EXERCISE GOAL: Reproduce the full listing that appears beneath this instruction exactly.
[Start of SUPPLIED RECORDS]
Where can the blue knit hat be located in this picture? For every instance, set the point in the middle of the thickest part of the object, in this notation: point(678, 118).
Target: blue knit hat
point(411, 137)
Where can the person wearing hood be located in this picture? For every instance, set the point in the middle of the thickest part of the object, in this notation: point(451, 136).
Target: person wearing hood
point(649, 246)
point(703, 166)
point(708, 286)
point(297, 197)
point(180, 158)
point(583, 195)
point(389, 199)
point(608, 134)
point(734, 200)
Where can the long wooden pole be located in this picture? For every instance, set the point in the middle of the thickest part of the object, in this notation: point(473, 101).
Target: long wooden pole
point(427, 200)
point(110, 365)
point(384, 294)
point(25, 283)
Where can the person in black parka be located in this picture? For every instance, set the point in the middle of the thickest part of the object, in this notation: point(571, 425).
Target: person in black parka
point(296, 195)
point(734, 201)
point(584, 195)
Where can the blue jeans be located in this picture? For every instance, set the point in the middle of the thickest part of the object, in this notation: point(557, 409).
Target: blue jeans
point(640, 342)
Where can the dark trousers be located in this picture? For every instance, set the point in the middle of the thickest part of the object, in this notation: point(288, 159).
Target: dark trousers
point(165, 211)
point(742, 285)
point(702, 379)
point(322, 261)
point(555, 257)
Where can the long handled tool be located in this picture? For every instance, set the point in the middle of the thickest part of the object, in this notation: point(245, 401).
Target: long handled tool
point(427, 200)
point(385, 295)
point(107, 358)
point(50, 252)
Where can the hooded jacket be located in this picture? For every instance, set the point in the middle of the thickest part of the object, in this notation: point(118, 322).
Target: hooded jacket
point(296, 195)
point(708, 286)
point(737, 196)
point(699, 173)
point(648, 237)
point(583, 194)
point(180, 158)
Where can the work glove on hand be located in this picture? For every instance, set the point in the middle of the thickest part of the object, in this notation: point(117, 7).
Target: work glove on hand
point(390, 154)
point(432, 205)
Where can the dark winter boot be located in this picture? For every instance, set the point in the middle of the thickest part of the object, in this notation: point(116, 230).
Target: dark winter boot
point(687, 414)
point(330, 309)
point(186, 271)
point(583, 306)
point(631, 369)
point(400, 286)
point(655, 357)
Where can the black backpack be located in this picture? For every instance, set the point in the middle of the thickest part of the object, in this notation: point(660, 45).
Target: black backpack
[End of SUPPLIED RECORDS]
TASK RESPONSE:
Where can the blue knit hat be located in this picture? For every instance, set the point in the middle of the thickest part of the object, in this notation: point(678, 118).
Target: blue knit hat
point(411, 137)
Where can the person wearing hood be located in this picture? For every instance, set the point in the middle of the thickest part of the object, in this notation: point(451, 136).
Target: person wearing hood
point(649, 246)
point(703, 166)
point(708, 286)
point(297, 197)
point(180, 158)
point(583, 195)
point(389, 199)
point(608, 134)
point(734, 200)
Where can the long wooden pole be located in this picture? For every instance, set the point in the middle of the thickest part of the object, in this notation: point(473, 101).
Target: long wooden pole
point(427, 200)
point(110, 365)
point(384, 294)
point(25, 283)
Where can the person in black parka be located in this picture? For every instance, set the point in the middle of the thickest part of the object, in this notation: point(571, 425).
Target: person in black parka
point(296, 195)
point(734, 201)
point(584, 195)
Where can the blue jeans be located in this picture? For every instance, set the point in the middle of the thickest part of the object, in this notation: point(557, 409).
Target: blue jeans
point(640, 342)
Where can the dark trousers be located in this picture? For every instance, set the point in the middle of the thickest part of the object, in this notation: point(288, 159).
Target: dark trousers
point(165, 211)
point(742, 285)
point(702, 379)
point(322, 261)
point(555, 257)
Where can the long handled tool be located in this picture? For every instance, set the point in the middle of the thickest part of the object, in this notation: point(245, 401).
Target: long handled tool
point(427, 200)
point(385, 295)
point(107, 358)
point(50, 252)
Where can the hooded jacket be located in this picture? For every instance, set the point in the middle of the thickest part of the object, in this notation: point(118, 322).
Target: hooded jacket
point(296, 195)
point(708, 286)
point(737, 196)
point(699, 173)
point(648, 237)
point(583, 194)
point(180, 158)
Where can the work glove on hand be located in this picture? For every instance, set the point in the middle of the thickest part of the object, in this notation: point(117, 7).
Target: work glove on hand
point(390, 154)
point(432, 205)
Where can the dark winter boot be located in this picture? For every instance, set the point in the middle of the thickest part of the object, in this notation: point(116, 230).
Target: dark winter boot
point(687, 414)
point(330, 309)
point(186, 271)
point(583, 306)
point(631, 369)
point(400, 286)
point(655, 357)
Where can the black backpack be located in this picture? For every instance, set the point in the middle of the thickest part of the object, in this notation: point(660, 45).
Target: black backpack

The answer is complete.